--- Selected extract ---
[Start of section]
The design and implementation of novel processes for cancer diagnosis and efficient cancer treatment is a booming field of research, R&D efforts, market reshaping, ethical and regulatory reflection, and dissemination of consensus guidelines by professional associations. Digital diagnostics substantially improve and support existing experimental processes. Importantly, digital diagnostics are entering the Healthcare market in a steady manner.
In particular, processes using and analyzing digitalized clinical patient data are changing positively the assessment of actions to be taken in favor of patients in many sectors. Most importantly for Blazar in oncology research and cancer treatment. We have focused on immunotherapies as their effects on cancer treatment were a true breakthrough. Additionally, the underlying cellular and molecular rationale is accessible with methods derived from clinical experience, cell biology, and artificial intelligence. Our team joins this expertise and has moved forward to use them for building better processes and products that can be predictive of treatment success with immunotherapy in solid tumor patients.
[End of section]
--- Supplied entries ---
[Start of section]
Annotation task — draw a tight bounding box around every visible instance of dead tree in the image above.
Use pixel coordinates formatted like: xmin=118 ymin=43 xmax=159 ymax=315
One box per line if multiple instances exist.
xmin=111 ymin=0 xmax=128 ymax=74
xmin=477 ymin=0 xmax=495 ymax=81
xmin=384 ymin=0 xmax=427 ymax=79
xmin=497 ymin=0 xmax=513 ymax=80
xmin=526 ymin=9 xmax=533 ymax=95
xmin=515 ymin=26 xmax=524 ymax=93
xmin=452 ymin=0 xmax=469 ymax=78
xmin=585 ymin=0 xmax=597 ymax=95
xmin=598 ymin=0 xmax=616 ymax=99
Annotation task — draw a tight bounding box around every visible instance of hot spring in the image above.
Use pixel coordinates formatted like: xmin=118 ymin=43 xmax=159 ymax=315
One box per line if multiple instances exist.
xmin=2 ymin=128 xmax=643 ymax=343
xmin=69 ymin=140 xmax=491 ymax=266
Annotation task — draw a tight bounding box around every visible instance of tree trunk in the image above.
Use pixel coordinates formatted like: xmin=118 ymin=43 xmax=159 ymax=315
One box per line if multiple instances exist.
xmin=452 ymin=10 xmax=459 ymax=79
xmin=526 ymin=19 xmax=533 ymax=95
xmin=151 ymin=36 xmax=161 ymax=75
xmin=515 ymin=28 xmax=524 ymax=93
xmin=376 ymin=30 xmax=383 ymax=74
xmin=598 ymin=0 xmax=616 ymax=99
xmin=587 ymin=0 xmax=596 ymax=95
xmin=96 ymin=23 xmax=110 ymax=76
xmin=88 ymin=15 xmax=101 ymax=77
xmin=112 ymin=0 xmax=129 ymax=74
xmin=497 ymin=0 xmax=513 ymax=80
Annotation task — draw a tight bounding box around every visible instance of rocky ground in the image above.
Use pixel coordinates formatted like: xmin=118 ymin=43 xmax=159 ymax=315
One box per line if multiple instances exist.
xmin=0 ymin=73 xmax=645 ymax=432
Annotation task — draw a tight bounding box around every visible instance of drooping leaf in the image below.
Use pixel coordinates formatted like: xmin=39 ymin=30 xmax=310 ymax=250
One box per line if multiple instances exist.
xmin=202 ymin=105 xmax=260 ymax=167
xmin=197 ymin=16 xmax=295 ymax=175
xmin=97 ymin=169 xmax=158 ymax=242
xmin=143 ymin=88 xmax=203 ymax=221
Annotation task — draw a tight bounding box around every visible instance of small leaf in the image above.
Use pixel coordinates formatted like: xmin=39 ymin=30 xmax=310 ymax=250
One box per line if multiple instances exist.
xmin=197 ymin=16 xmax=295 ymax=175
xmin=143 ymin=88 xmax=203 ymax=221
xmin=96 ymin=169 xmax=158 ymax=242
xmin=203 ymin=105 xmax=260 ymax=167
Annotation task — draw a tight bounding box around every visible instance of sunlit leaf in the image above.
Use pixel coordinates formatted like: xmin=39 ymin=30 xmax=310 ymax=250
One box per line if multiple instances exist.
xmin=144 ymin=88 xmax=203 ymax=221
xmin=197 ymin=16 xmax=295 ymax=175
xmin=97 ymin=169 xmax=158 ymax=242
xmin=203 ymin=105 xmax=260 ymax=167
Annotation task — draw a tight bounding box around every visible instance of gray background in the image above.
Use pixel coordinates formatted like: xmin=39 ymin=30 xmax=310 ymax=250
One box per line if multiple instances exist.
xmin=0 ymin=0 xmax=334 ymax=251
[End of section]
--- What you need to do ---
1. In the text on digital diagnostics in oncology, which type of cancer treatment has the team chosen to focus on?
2. In the text on digital diagnostics in oncology, take the part that opens with the words "The design and" and closes with "a steady manner.", and swap "booming" for "thriving".
3. Extend the text on digital diagnostics in oncology, picking up right after its final sentence.

--- Answers to the tasks ---
1. Immunotherapies.

2.
The design and implementation of novel processes for cancer diagnosis and efficient cancer treatment is a thriving field of research, R&D efforts, market reshaping, ethical and regulatory reflection, and dissemination of consensus guidelines by professional associations. Digital diagnostics substantially improve and support existing experimental processes. Importantly, digital diagnostics are entering the Healthcare market in a steady manner.

3.
We have undertaken to use methods to predict response and resistance to therapies, applying clinical know-how, recent clinical trial treatment results, deep learning, machine learning, and statistical methodologies. With this approach we explore, identify and validate combinations of biomarkers, both known or novel and discovered by our team, to predict response to cancer therapies with our platform. Additionally, we generated software tools to facilitate analysis and annotation of patient biopsy and tumor resection prior to prescription and assist the pathologist with their tumor reporting (anapath).
There is an absolute and urgent need for an artificial intelligence platform for a more detailed understanding of the tumor microenvironment, tumor cell biology factors, patient genetic history, and immune system status. Blazar proposes methods to assist in clinical data analysis by assessing the probability of response to oncotherapies and providing potential explanations for patient non-response.
The main objective of our processes is to develop a highly accurate tool for predicting solid tumor response to therapy by stratifying patients through biomarker identification and improving patient quality of life and lifespan.
No compromises: we provide clinicians with useful tools to alleviate their workload, maintaining their autonomy and performance while they treat their patients in the best way possible.